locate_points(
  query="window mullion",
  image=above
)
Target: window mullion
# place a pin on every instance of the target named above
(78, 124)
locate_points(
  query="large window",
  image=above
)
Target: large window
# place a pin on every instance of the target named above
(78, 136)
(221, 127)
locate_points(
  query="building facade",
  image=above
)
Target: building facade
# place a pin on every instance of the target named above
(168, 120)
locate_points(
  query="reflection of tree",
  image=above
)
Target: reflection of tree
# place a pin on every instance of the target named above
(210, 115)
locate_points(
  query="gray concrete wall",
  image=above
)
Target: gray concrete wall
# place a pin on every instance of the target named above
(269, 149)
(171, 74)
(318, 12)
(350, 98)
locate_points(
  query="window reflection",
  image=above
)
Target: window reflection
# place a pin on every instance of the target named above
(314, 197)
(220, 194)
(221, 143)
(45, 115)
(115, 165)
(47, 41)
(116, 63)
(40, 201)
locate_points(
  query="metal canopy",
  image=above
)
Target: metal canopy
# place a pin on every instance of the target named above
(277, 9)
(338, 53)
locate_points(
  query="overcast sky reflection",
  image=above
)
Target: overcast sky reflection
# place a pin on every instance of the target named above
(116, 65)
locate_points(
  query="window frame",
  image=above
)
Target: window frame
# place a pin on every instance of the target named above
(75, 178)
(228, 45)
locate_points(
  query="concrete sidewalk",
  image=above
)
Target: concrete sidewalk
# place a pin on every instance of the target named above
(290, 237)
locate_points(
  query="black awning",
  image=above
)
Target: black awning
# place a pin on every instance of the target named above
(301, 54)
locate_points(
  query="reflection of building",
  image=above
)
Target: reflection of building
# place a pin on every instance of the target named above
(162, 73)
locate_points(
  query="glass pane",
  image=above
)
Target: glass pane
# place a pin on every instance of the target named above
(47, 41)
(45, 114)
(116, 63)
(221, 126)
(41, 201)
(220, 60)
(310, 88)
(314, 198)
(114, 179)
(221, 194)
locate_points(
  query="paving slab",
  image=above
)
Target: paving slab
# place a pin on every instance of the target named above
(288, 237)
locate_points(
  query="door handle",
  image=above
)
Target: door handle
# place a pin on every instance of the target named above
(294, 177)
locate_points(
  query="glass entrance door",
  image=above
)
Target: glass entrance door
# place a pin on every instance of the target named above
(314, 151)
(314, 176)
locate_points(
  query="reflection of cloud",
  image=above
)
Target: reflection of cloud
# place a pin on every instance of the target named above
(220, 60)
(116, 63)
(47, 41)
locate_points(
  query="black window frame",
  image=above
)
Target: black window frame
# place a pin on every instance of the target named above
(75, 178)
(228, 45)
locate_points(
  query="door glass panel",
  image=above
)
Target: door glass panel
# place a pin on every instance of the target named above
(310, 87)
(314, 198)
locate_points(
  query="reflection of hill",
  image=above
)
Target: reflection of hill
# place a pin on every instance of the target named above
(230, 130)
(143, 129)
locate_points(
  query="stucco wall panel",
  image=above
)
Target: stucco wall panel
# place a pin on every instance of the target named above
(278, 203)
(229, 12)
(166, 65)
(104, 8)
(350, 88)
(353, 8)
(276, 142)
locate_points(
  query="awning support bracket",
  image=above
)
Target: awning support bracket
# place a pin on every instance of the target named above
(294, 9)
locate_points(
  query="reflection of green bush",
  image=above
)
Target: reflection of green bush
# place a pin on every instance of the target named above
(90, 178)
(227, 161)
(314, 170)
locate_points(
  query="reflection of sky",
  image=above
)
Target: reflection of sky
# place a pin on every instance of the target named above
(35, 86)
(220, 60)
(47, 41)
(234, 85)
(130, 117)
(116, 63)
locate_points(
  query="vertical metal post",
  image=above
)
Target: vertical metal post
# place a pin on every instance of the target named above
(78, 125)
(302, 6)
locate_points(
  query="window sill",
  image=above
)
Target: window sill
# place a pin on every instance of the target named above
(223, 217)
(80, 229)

→ EXERCISE AIM
The records above are to be copied in full, exactly as written.

→ EXERCISE SOLUTION
locate_points(
  query="window mullion",
  image=above
)
Target: window mullion
# place a pin on every instance of the target named above
(78, 124)
locate_points(
  query="large window",
  image=above
)
Target: large window
# place a pin on every instance of the target named above
(78, 136)
(221, 127)
locate_points(
  query="building facade",
  image=above
)
Target: building facade
# place a pin on every instance of the target named above
(168, 120)
locate_points(
  query="reflection of tree",
  image=above
)
Target: reflection of tree
# place a pin on every instance of the target named above
(210, 115)
locate_points(
  query="gray concrete wall",
  image=above
)
Target: gray concrete wall
# place a pin on every instance of the target named above
(269, 149)
(171, 74)
(318, 12)
(350, 98)
locate_points(
  query="window reflection",
  image=above
)
Target: window reflection
# place a pin on every instance of the target named above
(314, 197)
(220, 194)
(221, 143)
(45, 115)
(115, 165)
(47, 41)
(116, 63)
(40, 201)
locate_points(
  query="metal canopy",
  image=above
)
Target: metal canopy
# place a pin on every instance of the target named above
(277, 9)
(338, 53)
locate_points(
  query="overcast sky reflection",
  image=above
)
Target: overcast sky reflection
# place a pin on every instance of the target named above
(116, 65)
locate_points(
  query="window frame",
  image=above
)
Target: window frame
# place a pin on every instance of the target named above
(75, 178)
(228, 45)
locate_points(
  query="concrete sidewalk",
  image=above
)
Target: concrete sidewalk
# place a pin on every instance of the target named above
(290, 237)
locate_points(
  query="black awning",
  image=above
)
Target: black awning
# place a pin on every instance of the target named above
(301, 54)
locate_points(
  query="reflection of building",
  image=above
)
Target: reflection of building
# place a pin on every instance of the target named above
(162, 73)
locate_points(
  query="glass pane",
  image=above
)
Target: glass pane
# place a pin on every instance of the target named above
(47, 41)
(45, 114)
(116, 63)
(221, 126)
(41, 201)
(220, 60)
(310, 88)
(314, 198)
(114, 179)
(221, 194)
locate_points(
  query="paving slab",
  image=above
)
Target: paving slab
# place a pin on every instance of the target named above
(288, 237)
locate_points(
  query="door handle",
  image=above
)
Target: door handle
# place a pin on every instance of the target named above
(294, 177)
locate_points(
  query="glass entrance door",
  image=above
)
Target: glass entrance door
# place a pin on every instance of the target named above
(314, 151)
(314, 176)
locate_points(
  query="reflection of cloud",
  image=above
)
Target: reflection of cloud
# place a pin on every instance of the target named above
(220, 60)
(116, 63)
(47, 41)
locate_points(
  query="black window frame",
  image=above
)
Target: black window frame
# place a pin on every instance of the target named above
(75, 178)
(228, 45)
locate_points(
  query="door glass panel",
  image=above
)
Target: door glass panel
# place a pin on every instance of the target named above
(310, 87)
(314, 198)
locate_points(
  query="reflection of hill",
  image=above
)
Target: reflection of hill
# place a pin on every instance of the target named above
(230, 130)
(143, 129)
locate_points(
  query="stucco wall panel",
  image=above
)
Target: stucco wall panel
# place a pin on every instance of the target named above
(278, 203)
(229, 12)
(166, 65)
(104, 8)
(350, 88)
(353, 8)
(276, 142)
locate_points(
  query="awning support bracket",
  image=above
)
Target: awning support bracket
# place a pin on every instance of the target named above
(294, 9)
locate_points(
  query="reflection of green bush",
  image=above
)
Target: reflection of green bush
# place a pin on every instance of the target named above
(90, 178)
(227, 161)
(314, 170)
locate_points(
  query="reflection of sky",
  image=above
)
Target: reflection of sky
# place a pin on every instance of the target named above
(35, 86)
(220, 60)
(47, 41)
(234, 85)
(130, 117)
(116, 63)
locate_points(
  query="vertical metal post",
  image=above
)
Target: vertical metal post
# place a pin on every instance of the target named above
(78, 125)
(302, 6)
locate_points(
  query="window sill",
  image=above
)
Target: window sill
# place a pin on every instance of the target named above
(223, 217)
(80, 229)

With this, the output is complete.